Print each line exactly as it is given.

------------------------------------------------

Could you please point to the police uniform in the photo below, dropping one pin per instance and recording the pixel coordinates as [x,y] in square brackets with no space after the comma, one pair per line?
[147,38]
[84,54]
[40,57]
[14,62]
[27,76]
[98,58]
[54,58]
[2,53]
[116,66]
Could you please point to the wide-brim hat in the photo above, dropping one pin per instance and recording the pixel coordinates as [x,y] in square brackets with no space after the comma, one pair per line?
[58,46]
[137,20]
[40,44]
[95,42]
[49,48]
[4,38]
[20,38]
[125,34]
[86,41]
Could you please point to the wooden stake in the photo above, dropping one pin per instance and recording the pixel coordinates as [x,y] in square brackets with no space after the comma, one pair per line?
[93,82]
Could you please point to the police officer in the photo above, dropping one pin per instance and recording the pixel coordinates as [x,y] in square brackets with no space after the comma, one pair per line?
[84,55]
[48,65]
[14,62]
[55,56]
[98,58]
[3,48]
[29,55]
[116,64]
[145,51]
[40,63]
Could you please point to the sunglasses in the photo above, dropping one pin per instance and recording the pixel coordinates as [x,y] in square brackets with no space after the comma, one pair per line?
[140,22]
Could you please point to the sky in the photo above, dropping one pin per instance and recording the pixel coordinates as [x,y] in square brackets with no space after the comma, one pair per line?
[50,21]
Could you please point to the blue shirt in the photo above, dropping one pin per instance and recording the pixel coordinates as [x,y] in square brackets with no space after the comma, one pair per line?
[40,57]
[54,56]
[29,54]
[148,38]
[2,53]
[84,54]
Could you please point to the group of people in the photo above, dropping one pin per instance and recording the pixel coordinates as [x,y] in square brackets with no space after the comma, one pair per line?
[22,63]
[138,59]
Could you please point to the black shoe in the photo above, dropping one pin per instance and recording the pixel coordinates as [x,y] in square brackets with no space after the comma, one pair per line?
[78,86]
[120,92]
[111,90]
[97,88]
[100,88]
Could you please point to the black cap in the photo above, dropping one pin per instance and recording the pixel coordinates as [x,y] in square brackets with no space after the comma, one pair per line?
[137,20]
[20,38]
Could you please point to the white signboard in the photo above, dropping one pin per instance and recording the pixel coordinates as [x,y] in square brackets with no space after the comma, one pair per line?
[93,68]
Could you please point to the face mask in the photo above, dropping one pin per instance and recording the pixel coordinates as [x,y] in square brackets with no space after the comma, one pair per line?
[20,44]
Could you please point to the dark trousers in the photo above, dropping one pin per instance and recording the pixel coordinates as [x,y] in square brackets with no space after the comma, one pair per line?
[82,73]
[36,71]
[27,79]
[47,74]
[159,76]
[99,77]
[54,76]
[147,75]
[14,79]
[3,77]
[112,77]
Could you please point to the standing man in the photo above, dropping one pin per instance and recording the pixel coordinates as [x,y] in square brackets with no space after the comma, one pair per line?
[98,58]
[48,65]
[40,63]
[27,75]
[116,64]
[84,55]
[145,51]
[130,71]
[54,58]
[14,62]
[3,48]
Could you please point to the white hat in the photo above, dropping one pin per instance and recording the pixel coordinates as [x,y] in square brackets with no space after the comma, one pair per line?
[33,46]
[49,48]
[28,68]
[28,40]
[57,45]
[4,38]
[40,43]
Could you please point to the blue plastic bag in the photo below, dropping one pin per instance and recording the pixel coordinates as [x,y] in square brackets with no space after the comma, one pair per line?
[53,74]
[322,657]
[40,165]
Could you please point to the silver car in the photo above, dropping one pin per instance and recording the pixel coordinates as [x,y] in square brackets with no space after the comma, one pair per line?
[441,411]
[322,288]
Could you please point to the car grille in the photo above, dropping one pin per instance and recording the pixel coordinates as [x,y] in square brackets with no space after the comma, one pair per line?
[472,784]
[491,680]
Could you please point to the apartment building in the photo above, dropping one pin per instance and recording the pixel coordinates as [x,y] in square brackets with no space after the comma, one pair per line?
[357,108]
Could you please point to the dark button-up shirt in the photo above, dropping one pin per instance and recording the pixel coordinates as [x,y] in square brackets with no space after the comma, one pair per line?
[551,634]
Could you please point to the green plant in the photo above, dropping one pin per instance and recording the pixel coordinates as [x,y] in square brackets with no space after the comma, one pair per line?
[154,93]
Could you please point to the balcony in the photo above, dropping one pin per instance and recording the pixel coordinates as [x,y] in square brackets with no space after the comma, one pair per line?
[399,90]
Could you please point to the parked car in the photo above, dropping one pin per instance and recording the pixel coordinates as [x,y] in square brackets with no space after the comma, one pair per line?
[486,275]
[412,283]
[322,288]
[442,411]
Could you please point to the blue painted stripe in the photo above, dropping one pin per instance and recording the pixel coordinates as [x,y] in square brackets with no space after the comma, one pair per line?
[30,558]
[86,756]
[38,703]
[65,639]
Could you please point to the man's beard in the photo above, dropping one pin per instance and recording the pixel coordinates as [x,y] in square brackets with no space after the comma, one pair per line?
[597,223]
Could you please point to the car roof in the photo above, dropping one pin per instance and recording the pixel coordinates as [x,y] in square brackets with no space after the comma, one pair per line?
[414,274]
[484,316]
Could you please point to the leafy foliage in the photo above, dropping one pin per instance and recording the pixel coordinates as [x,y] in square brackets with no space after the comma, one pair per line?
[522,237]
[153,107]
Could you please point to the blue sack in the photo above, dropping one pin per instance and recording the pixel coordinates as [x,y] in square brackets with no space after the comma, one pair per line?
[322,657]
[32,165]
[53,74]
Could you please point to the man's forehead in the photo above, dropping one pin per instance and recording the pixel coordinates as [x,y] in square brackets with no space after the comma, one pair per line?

------------------------------------------------

> Finished task:
Could you please point to the police uniform in the photo below, dropping one pin per instance and recording the pixel coordinates as [x,y] in square brackets with no space after the comma, one pair per line?
[147,38]
[84,54]
[40,57]
[14,62]
[27,76]
[98,58]
[54,58]
[2,53]
[116,66]
Could you please point to the wide-brim hat in the photo above, dropping one pin per instance and recording the pixel coordinates as [x,y] in square brackets with no space after the comma, one pair per line?
[58,46]
[137,20]
[40,44]
[95,42]
[49,48]
[4,38]
[20,38]
[125,34]
[86,41]
Could you please point to the wooden stake in the photo above, dropping one pin per instance and recording the pixel coordinates as [x,y] in square brackets with no space after the comma, one pair per line?
[93,82]
Could you please point to the police officer in the photo above, dropping one pin per instance and recording the pixel coordinates as [x,y] in square brackets with no space after the comma, one pair per line?
[84,55]
[48,65]
[14,62]
[55,56]
[98,58]
[3,48]
[29,55]
[116,64]
[145,51]
[40,63]
Could you please point to the sunglasses in the photo above, dropping one pin per instance and recording the pixel coordinates as [x,y] in square brackets with no space after the comma, one pair per line?
[140,22]
Could you please point to the sky in the photo above, dropping one pin per instance and recording the pixel coordinates as [x,y] in square brackets with no space after the comma, one pair per line?
[50,21]
Could you please point to the blue shirt in the photo above, dropping one pin per instance and recording the pixel coordinates as [x,y] in square brackets with no space after the comma, one pair per line?
[40,57]
[54,56]
[29,54]
[148,38]
[2,53]
[84,54]
Could you please point to the group of people in the photo above, dropping one pin per instance and recording the pixel coordinates as [x,y] in square brackets with no space after the comma, one pair per line?
[22,63]
[138,59]
Could you please point to the black shoe in the photo above, dropping one pin per instance and recording the pixel coordinates as [x,y] in square brackets with no space after the comma, one pair per line?
[78,86]
[120,92]
[111,90]
[97,88]
[100,88]
Could you please point to the black cap in the photo above, dropping one pin per instance and recording the pixel coordinates as [x,y] in square brackets with no space after the comma, one pair per line?
[137,20]
[20,38]
Could you please point to the white signboard in the photo above, dropping one pin per instance and recording the pixel coordinates as [x,y] in square brackets with no space after the comma, one pair per line?
[93,68]
Could you please point to the face mask in the photo above, dropping one pin per instance and recording the pixel coordinates as [x,y] in square brackets with no space after the comma, one pair per line?
[20,44]
Could you please point to the dark trousers in the photo above, dropping one pin per instance and recording the pixel coordinates as [x,y] in square brackets with no space after the comma, one pair per line?
[82,73]
[36,71]
[27,79]
[47,74]
[159,76]
[99,77]
[54,76]
[147,75]
[14,79]
[3,77]
[112,77]
Could you please point to the standing man in the photo above, dropping one pin per instance and recording the pixel coordinates as [x,y] in square brackets with no space after the comma, one pair per line?
[98,58]
[48,65]
[40,63]
[27,75]
[116,64]
[84,55]
[145,51]
[130,71]
[54,58]
[14,62]
[3,48]
Could you please point to the white hat in the photo above, dropping one pin per instance and recording the pixel coordinates as [x,y] in square brackets with no space after the comma, one pair per line?
[33,46]
[49,48]
[28,68]
[28,40]
[57,45]
[4,38]
[40,43]
Could you please point to the blue plastic bag in the photo below, dropping one pin per instance and recording the pixel coordinates as [x,y] in square brackets with no space after the comma, one pair per line?
[53,74]
[322,657]
[40,165]
Could you please point to the silver car in the photo above, dropping one pin per instance and recording the pixel coordinates as [x,y] in square brackets with no space after the comma, one pair per line?
[441,411]
[322,288]
Could you please point to the car grille in the photo above, dropping one pin per instance and recording the pixel coordinates as [x,y] in square brackets with no space after the comma, one pair per line?
[472,784]
[491,680]
Could you please point to the apartment building in the photo above, dropping one pin per instance and recording the pixel coordinates as [x,y] in square brackets with no space after the comma, one pair per line?
[357,108]
Could you please point to the dark button-up shirt in the photo above, dropping one pin per instance and recording the pixel coordinates as [x,y] in square brackets with no space after the comma, one pair per line?
[551,634]
Could you please point to the green plant in the photo above, dropping one pin per instance and recording the pixel coordinates as [x,y] in square brackets with no space after the comma, one pair per line?
[154,93]
Could you please point to the balcony in the photo above, dropping one pin per instance and recording the pixel coordinates as [x,y] in square brackets with no space after the comma, one pair per line?
[399,90]
Could you please point to the parked car in the photo above, dropping one pin per instance and recording the pixel coordinates as [x,y] in square brackets with no space after the comma, one pair per line?
[486,275]
[412,283]
[322,288]
[442,411]
Could you please point to the blue painted stripe in the photo above, dropping one pin per instance and recording the pixel coordinates as [x,y] in square brackets with no space after the comma, one pair per line?
[30,558]
[86,756]
[38,703]
[65,639]
Could you please point to the man's beard in the photo above, dropping one pin per instance and recording the pixel coordinates as [x,y] in square brackets with no space after the comma, one pair per line?
[597,223]
Could you please point to the car roof in the photo above, dropping one pin per instance and recording the pixel coordinates as [x,y] in square brackets with no space after the comma, one pair per line?
[414,274]
[484,316]
Could you please point to the leafy foliage in the photo above, dropping one pin per instance and recording the pixel coordinates as [x,y] in square brackets with no space after the comma, one pair per line?
[522,237]
[153,107]
Could you please point to the blue sack in the photo above, dropping one pin per instance and recording the pixel coordinates as [x,y] in square brackets with no space after the comma, one pair per line?
[322,657]
[32,165]
[53,74]
Could you please point to the man's forehead in the photo above, dropping one pin per instance and recording the pixel coordinates as [x,y] in square brackets with no space after the comma, one pair per line?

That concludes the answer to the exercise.